- [OBJET DE L'EXERCICE]: D'après le texte sur l'enquête du Cnal, expliquez pourquoi Stéphanie de Vanssay estime que les commentaires des rapports internes ont un relief particulier.

- [SECTION DE TEXTE]:
╔══
Pas de « règles orthographiques » 

Le Cnal a, en outre, constaté des « dérives importantes »  dans une autre grande catégorie analysée : les écoles alternatives. Dans les 45 établissements Montessori étudiés, « ce qui est observé par les inspectrices et inspecteurs diffère fortement de l’image que ces établissements mettent en avant auprès des parents », observent les auteurs de l’enquête. 

Ainsi, « le terme d’innovation annoncé dans le projet d’école ne correspond à aucune réalité effective dans l’établissement », relève un rapport concernant une école du Var, « les choix pédagogiques [y] laiss[a]nt à désirer ». « Madame T. a évoqué la nécessité pédagogique de laisser la créativité littéraire s’exprimer, sans imposer de règles orthographiques qui pourraient la restreindre », relate-t-on par exemple dans un établissement de Meurthe-et-Moselle. Dans les Vosges, un rapport explique que, « en lecture, seul un élève présente un niveau acceptable pour son âge ». Ou encore... « une éducation cosmique est mise en place ».

Stéphanie de Vanssay, conseillère nationale au SE-Unsa, qui a participé à l’enquête, rappelle sur Twitter qu’il faut bien garder à l’esprit que « ces rapports internes n’ont pas été rédigés pour être diffusés, ce qui donne à ces commentaires un relief particulier ». Sur son fil Twitter, elle a d’ailleurs publié une longue litanie de citations complémentaires issues de ces rapports (ici, et  par exemple). 

20 établissements fermés depuis 2019

Malgré « la résistance à transmettre des informations »  de la part de l'administration et alors que le Cnal n’a obtenu qu’un seul rapport d’école musulmane et qu'un seul d’école juive, « on sait que les dérives [y] existent »  également, a rappelé le secrétaire général du Comité.

Plusieurs cas ont fait l'actualité récente. A Bobigny, une école coranique vient d’être fermée par la préfecture pour non-respect des règles de sécurité d’accueil du public et pratiques communautaristes « contraires aux valeurs de la République ». Un rapport de l’inspection académique de Toulouse, cité par France 2 en 2017, détaillait également les pratiques d'une école musulmane hors contrat : « Pas d’enseignement des sciences, de l’histoire et de la géographie », « enseignement moral et civique réduit à l’éducation islamique », « l’étude quotidienne du Coran oblitère le temps de façon importante et réduit les séances consacrées aux connaissances et compétences minimales à faire acquérir », la chaîne publique assurant également que la mixité y était « feinte  ».
╚══
- [LISTE DES DONNÉES]:
╔══
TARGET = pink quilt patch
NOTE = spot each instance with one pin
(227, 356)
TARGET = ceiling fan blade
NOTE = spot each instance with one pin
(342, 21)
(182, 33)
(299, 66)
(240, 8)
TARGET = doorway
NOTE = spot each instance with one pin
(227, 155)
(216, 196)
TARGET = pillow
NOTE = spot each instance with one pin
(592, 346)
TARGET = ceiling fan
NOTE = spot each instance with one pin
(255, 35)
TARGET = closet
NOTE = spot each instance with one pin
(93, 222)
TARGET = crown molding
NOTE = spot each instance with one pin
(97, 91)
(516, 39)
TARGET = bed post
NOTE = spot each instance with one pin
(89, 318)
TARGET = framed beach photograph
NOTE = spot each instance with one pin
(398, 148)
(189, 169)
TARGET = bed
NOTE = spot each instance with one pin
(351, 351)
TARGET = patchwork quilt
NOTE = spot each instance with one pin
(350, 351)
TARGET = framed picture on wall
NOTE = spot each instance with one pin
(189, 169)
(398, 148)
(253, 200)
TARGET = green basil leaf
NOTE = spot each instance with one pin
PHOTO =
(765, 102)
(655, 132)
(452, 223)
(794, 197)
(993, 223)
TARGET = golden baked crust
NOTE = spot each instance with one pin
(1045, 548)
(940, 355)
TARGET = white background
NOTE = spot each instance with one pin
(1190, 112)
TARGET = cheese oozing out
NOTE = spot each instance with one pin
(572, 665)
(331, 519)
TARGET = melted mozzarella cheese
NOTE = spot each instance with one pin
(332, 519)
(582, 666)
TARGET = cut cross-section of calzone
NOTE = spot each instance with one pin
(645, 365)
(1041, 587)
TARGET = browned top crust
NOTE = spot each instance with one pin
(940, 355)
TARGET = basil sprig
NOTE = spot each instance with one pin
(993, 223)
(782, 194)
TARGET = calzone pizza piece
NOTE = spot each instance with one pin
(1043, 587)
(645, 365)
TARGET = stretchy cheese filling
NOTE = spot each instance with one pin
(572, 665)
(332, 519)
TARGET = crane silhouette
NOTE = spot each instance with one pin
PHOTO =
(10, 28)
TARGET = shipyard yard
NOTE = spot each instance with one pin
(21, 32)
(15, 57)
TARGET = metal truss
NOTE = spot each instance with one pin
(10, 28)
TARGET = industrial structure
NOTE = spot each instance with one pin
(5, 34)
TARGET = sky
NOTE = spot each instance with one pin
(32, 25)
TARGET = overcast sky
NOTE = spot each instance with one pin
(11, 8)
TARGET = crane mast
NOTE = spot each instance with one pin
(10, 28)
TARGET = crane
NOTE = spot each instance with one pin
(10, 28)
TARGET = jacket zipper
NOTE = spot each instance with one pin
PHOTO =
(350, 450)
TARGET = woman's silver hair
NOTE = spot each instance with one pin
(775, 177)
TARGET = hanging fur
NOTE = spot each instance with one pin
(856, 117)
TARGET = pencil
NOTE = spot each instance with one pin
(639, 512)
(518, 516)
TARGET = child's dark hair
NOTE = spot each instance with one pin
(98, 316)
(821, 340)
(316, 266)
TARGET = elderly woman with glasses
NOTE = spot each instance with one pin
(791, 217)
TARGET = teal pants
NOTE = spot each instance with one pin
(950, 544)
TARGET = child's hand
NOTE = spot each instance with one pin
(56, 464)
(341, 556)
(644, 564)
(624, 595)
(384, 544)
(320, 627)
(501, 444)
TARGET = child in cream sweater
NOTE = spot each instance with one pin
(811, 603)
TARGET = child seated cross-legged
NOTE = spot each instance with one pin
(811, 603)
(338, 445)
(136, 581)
╚══
- [RÉPONSE À LA CONSIGNE]: Selon Stéphanie de Vanssay, ces commentaires ont un relief particulier parce que les rapports internes dont ils proviennent n'ont pas été rédigés pour être diffusés.